#1140849 apt-cacher-ng: aborted expiration leaks _xstore/rsnap snapshots, self-reinforcing into permanent expiration failure

Package:
apt-cacher-ng
Source:
apt-cacher-ng
Description:
caching proxy server for software repositories
Submitter:
Matt Shirel
Date:
2026-06-27 18:23:02 UTC
Severity:
normal
#1140849#5
Date:
2026-06-27 18:05:18 UTC
From:
To:
Dear Maintainer,

When a daily expiration run (cron.daily/apt-cacher-ng -> acngtool maint)
aborts -- e.g. on a by-hash validation error -- apt-cacher-ng leaves behind
the per-run volatile-index snapshots it created under
<CacheDir>/_xstore/rsnap/. These snapshots are never cleaned up on the abort
path, so they accumulate one-per-run indefinitely. Once one of the
accumulated snapshots is itself inconsistent, it becomes a new permanent
abort trigger: every subsequent expiration trips over it during "Validating
cache contents" and aborts again. A single transient by-hash hiccup thus
wedges expiration permanently; cache pruning stops cache-wide and the only
escape is a manual "rm -rf _xstore/rsnap".

Environment
-----------
  apt-cacher-ng 3.7.4-1+b2 (daemon reports version 3.7.4)
  Debian GNU/Linux 12 (bookworm), amd64
  ExAbortOnProblems = 1 (compiled default, unset in config)
  Cache proxies amd64 repos (security.ubuntu.com, Ubuntu archive) plus arm64
  (ports.ubuntu.com), so by-hash index sets rotate frequently and unevenly.

Steps to reproduce
------------------
  1. Run apt-cacher-ng caching repos that use Acquire-By-Hash (any current
     Debian/Ubuntu mirror), ideally serving more than one client architecture.
  2. Let the daily expiration run over many days. Each run writes a fresh
     snapshot per volatile index under
     <CacheDir>/_xstore/rsnap/.../<dist>/<numeric-fid>.
  3. Induce or wait for one by-hash inconsistency (an InRelease referencing a
     by-hash entry that was only partially fetched). Expiration aborts:

       There were error(s) processing
         ports.ubuntu.com/ubuntu-ports/dists/noble-security/<fid>, ignoring...
       ByHash error at
         ports.ubuntu.com/ubuntu-ports/dists/noble-updates/InRelease
       Validating cache contents...
= = = =
Task goal: Continue the apt-cacher-ng expiration bug report above, starting right after its last line.

Rows:
= = = =
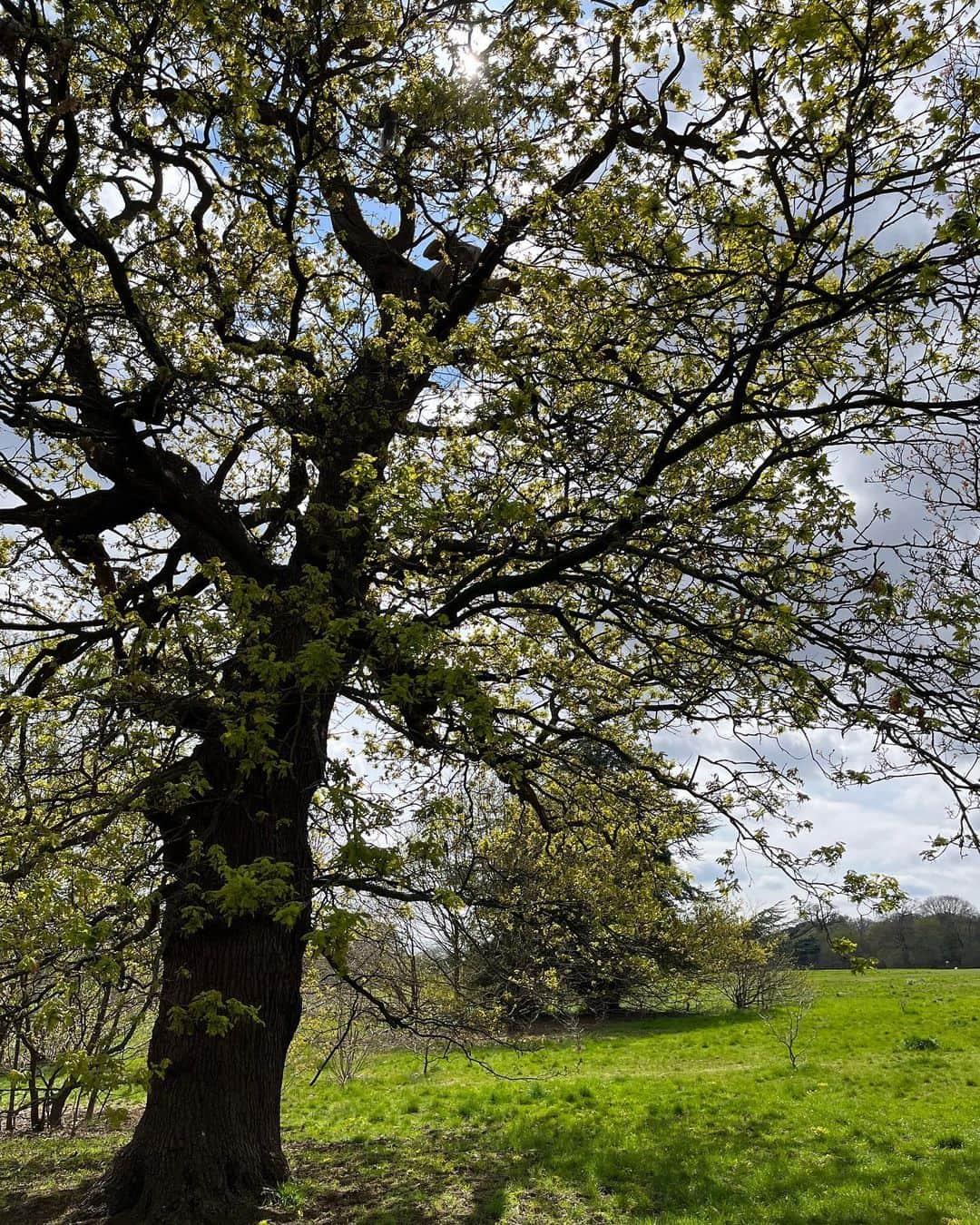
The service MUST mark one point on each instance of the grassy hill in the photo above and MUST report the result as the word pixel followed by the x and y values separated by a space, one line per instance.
pixel 669 1120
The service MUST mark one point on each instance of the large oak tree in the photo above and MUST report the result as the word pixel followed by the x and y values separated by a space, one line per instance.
pixel 482 369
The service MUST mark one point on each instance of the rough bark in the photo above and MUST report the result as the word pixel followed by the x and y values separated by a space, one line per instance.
pixel 209 1141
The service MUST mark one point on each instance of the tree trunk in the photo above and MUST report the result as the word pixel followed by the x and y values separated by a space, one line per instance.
pixel 209 1142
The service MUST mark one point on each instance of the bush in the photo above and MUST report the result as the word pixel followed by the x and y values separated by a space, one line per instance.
pixel 921 1044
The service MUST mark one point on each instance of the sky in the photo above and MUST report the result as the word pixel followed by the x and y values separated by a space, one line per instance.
pixel 886 826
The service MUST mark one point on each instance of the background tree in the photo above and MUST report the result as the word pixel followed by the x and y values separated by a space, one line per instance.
pixel 266 462
pixel 588 908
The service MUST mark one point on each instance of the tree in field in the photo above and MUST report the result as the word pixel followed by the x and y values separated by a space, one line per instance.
pixel 478 370
pixel 587 908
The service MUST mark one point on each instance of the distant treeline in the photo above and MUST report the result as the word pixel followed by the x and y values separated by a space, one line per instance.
pixel 937 934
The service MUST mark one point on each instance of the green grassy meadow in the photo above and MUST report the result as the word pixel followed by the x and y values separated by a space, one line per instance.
pixel 671 1120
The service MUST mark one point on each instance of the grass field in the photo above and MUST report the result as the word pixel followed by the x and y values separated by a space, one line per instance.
pixel 668 1120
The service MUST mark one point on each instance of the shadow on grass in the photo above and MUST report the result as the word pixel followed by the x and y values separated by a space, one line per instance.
pixel 559 1168
pixel 42 1210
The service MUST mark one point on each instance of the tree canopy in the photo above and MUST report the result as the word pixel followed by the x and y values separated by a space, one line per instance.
pixel 469 377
= = = =
Task output:
       Found errors during processing, aborting as requested.

Observed behaviour
------------------
  - After the abort, _xstore/rsnap/ retains every run's snapshot. Here a
    single dist (ports.ubuntu.com/.../noble-security) had 22 accumulated
    snapshot files (one per run over ~2 weeks), all 126 KiB copies of the
    same InRelease.
  - The damaged snapshot was reported by its logical path (without the
    _xstore/rsnap/ prefix), making it look like a live-cache fault when the
    file only exists in the snapshot store.
  - _exfail_cnt grew an entry per failed run; nothing was pruned cache-wide
    for ~2 weeks while the proxy kept serving HTTP 200 (an otherwise silent
    failure).
  - Setting ExAbortOnProblems = 0 does NOT help: the by-hash validation step
    still ends the run with "aborting as requested". Per the documentation
    that option governs the index-update (preparation) step, so operators
    cannot opt out of the abort for this path.

Expected behaviour
------------------
  1. Snapshot hygiene on abort: snapshots created for a run that aborts
     should be cleaned up / not retained, so a failure cannot accumulate
     state that guarantees future failures (a bounded or GC'd snapshot store).
  2. Self-recovery: a damaged snapshot in _xstore/rsnap should be discarded
     and regenerated, not treated as a hard abort clearable only by hand.
  Optionally, the by-hash validation error could skip and re-fetch the single
  inconsistent index rather than aborting the entire cache expiration.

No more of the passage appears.